__Pointing lines__:

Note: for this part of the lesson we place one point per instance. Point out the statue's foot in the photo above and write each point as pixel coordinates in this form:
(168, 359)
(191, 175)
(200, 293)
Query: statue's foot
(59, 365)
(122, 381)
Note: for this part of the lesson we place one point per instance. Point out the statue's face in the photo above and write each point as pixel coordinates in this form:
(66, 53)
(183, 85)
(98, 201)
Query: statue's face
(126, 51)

__Requirements__: Write out all of the lines above again, substituting "sculpture" for every occurrence of "statue" and leaving everything else unchanged.

__Task solution__:
Note: for this part of the lesson we place one point per instance. Point out the sculpture's foot in the photo above and write each point as pixel coordinates in this form:
(168, 359)
(191, 175)
(200, 293)
Query: sculpture's foot
(59, 365)
(122, 381)
Note: for this part of the lesson we place one point per instance. Point out the sculpture's face in the photo above and write each point as pixel coordinates in this form:
(66, 53)
(183, 85)
(98, 201)
Query: sculpture's face
(126, 51)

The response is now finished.